:: QUOTED TEXT ::
══════════

Stocks subsequently discovered their fighting spirit… and clawed their way up the wall of worry.

The Dow Jones Industrial Average closed trading 202 points above zero.

The S&P 500 and Nasdaq Composite posted losses — yet tolerable losses.

Gold, meantime, advanced $28 yesterday, to $4,161.

At the same time, the 10-year Treasury yield retreated to 4.022%.

Year-to-date, yields have decreased some 12%.

Mixed Signals

Bond yields and bond prices exist in a state of antagonistic polarity.

If bond prices increase, bond yields decrease. If bond prices decrease, bond yields increase.

Imagine a seesaw in swinging dynamism — now you understand the bond price/bond yield relation.

Thus the declining 10-year yield corresponds to a price increase.

The rising price means investors are flocking into Treasurys. They are not fleeing Treasurys.

Since Treasurys are dollar-denominated assets, we can only conclude that investors are not fleeing the dollar as such

Yet gold trades at record levels.

Is not a record gold price a repudiation of the dollar?

In general — in general — I incline towards the theory that it is a repudiation of the dollar.

In yesterday’s article I advanced that theory.

Interesting… 

Yet here the crackerjacks of Fisher Investments point to a skunk in my theoretical woodpile:

  • Supposedly, gold reaching new highs signals investors and central banks’ preferring the shiny metal over the US dollar and Treasurys as a safe haven…
  • Yet … there just isn’t strong evidence people are abandoning the dollar and dollar-based assets the way many claim. Historically speaking, the dollar isn’t that weak. Nor are US Treasury yields sky high, which many associate with rising risk…
  • Treasury yields… are down year to date and well below levels seen in the 1970s and 1980s. This doesn’t scream “major exodus” to us.

══════════

:: COMPLETE THE FOLLOWING ::
1) According to the market commentary, by how much did gold rise yesterday, and at what price did it end?
2) Continue the market commentary on gold, Treasurys and the dollar, picking up right after its final sentence.
The data that comes after this text has no connection to it.

:: DATA SEGMENT ::
══════════

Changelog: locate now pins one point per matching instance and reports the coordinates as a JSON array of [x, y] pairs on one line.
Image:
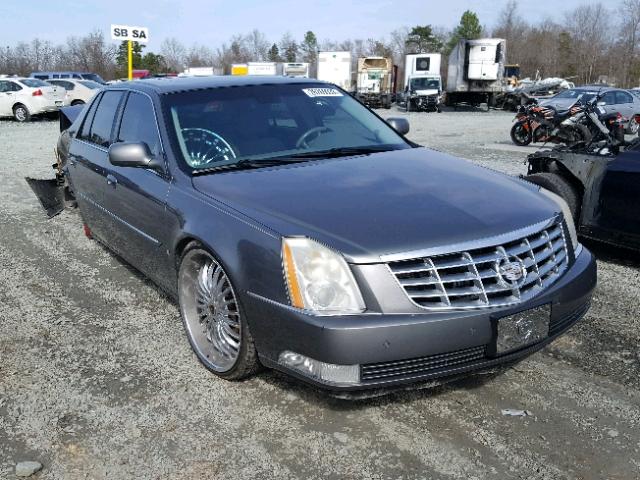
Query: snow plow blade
[[50, 194]]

══════════

:: OUTPUTS FOR THE TASKS ::
1) Gold rose $28, to $4,161.

2)
I must concede the point. The facts do not scream “major exodus.”

The gold price nonetheless wings along at record heights.

I do not believe that political risk, geopolitical risk, trade risk, or other traditional lifters of the gold price account for it.

A Head-Scratcher

All the while, both gold and the stock market are soaring in tandem… as if on eagles’ wings.

What should we deduce from it?

Puzzlement, perhaps. Here is Barron’s:

  • The tight correlation between the gold market and stock market leadership is unusual. Bank of America points out that in the third quarter, small-caps and the tech and communications services sectors were the best stock market performers. Those sectors outperformed along with gold, the best performing asset class, up 16.4% in that quarter.
  • Those particular sectors have not really had much correlation with gold at all, going back to 1989, BofA said.

Here Mr. Christopher Louney, commodities strategist at RBC Capital Markets, hazards an explanation:

  • Investors, on the one hand, are afraid of missing out and they are investing in the risk-on [stock] market. And at the same time they recognize the uncertainty and they are making investments in gold.

Perhaps there is justice here. What we are witnessing may simply be a hedging of wagers.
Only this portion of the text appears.